Return every line of the listing below unchanged, from the first line through the last.

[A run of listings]
----------

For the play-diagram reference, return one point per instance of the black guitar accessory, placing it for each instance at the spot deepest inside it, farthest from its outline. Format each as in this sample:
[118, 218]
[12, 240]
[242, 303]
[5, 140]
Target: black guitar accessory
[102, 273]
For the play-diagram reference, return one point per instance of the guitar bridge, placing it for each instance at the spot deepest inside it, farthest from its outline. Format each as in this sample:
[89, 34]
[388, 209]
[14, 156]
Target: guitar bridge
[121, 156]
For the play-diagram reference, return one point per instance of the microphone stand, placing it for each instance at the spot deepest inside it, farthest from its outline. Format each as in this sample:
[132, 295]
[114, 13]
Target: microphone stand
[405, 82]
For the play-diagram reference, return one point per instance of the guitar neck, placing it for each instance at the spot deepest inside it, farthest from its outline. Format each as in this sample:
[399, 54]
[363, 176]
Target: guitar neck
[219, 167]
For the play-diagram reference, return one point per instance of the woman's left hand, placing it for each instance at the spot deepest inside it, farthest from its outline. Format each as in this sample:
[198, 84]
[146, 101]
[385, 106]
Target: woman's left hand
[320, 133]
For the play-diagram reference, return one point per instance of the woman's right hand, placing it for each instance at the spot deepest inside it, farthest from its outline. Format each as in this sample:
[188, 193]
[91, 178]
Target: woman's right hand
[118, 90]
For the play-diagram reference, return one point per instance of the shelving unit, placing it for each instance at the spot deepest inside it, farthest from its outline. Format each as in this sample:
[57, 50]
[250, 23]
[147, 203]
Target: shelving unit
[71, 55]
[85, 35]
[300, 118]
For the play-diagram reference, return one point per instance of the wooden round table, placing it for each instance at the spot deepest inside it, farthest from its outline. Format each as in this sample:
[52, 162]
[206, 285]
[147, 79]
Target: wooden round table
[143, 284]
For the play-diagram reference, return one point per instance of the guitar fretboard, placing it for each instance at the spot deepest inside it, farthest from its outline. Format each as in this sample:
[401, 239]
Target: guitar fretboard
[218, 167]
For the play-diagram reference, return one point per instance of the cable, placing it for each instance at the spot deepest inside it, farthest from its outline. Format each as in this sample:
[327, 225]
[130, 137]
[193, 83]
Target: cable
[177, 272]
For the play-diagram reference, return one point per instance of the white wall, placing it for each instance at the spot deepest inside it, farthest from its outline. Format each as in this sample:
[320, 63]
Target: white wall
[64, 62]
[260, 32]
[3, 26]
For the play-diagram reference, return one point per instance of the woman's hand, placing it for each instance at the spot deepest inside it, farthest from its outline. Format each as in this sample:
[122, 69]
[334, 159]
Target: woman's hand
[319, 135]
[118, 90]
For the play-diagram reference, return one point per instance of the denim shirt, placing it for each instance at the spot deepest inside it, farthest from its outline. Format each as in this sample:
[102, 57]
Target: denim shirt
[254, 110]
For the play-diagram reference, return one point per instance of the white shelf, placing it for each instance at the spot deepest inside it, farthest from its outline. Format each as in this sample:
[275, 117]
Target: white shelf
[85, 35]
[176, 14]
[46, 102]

----------

> [Task result]:
For the play-diagram reference, return one point per instance of the black guitar accessory, placing it for each instance at the spot deepest inside it, farthest from its outline. Format each as in this sample:
[118, 218]
[12, 240]
[242, 303]
[5, 140]
Target: black guitar accessory
[102, 273]
For the play-diagram reference, return one point per instance of the guitar bridge, placing it for each instance at the spot deepest inside it, farthest from its outline. Format each as in this sample:
[89, 34]
[388, 209]
[14, 156]
Target: guitar bridge
[121, 156]
For the play-diagram reference, return one point per instance of the microphone stand, placing it for each instance at the spot deepest inside it, farthest from its outline. Format each as in this sample:
[132, 295]
[114, 13]
Target: microphone stand
[405, 82]
For the play-diagram reference, return one point per instance of the guitar neck, placing it for each instance at the spot deepest inside it, farthest from its outline. Format each as in this sample:
[399, 54]
[363, 176]
Target: guitar neck
[219, 167]
For the play-diagram reference, return one point per instance of the woman's left hand, placing it for each instance at the spot deepest inside it, farthest from its outline. Format each as in this sample:
[198, 84]
[146, 101]
[385, 106]
Target: woman's left hand
[320, 133]
For the play-diagram reference, return one point per instance of the woman's right hand, placing it for each instance at the spot deepest inside it, farthest from its outline. Format each as in this sample:
[188, 193]
[91, 178]
Target: woman's right hand
[118, 90]
For the play-diagram reference, return one point per instance of the shelving unit, placing it for each instance at the spot deepest inside it, farthest from its outline. Format each as in this sample:
[57, 50]
[250, 23]
[147, 203]
Target: shelving unit
[71, 55]
[85, 35]
[300, 118]
For the play-diagram reference, return one point per instance of the wooden round table, placing it for each instance at the spot deepest inside it, farthest from its outline. Format each as in this sample:
[52, 162]
[206, 285]
[147, 79]
Target: wooden round table
[143, 284]
For the play-diagram reference, return one point per instance of the guitar fretboard, placing it for each instance at the spot deepest inside it, farthest from its outline. Format each as in this sample:
[401, 239]
Target: guitar fretboard
[218, 167]
For the play-diagram reference, return one point per instance of the cable, placing it for each instance at the spot deepest inside it, farthest from its outline. Format each as in this sample:
[327, 225]
[130, 137]
[193, 83]
Target: cable
[177, 272]
For the play-diagram reference, return one point per instance of the white wall, placing it for each instance at the spot deepest inside it, farthest from its outline. Format each as in this sample:
[320, 63]
Target: white wall
[64, 62]
[260, 32]
[3, 26]
For the play-diagram reference, return one point per instance of the woman's hand, placing it for each instance at the spot deepest inside it, farthest from its outline. Format each as in this sample:
[122, 69]
[334, 159]
Target: woman's hand
[319, 135]
[118, 90]
For the play-diagram reference, return one point per instance of the denim shirt, placing it for each instance at the spot deepest inside it, farthest from its outline. Format each as in this sample:
[102, 57]
Target: denim shirt
[254, 110]
For the play-diagram reference, return one point per instance of the white shelf, placing it for each instance at the spot deepest inside it, farthest from its outline. Format each as in this sample:
[275, 117]
Target: white shelf
[85, 35]
[176, 14]
[46, 102]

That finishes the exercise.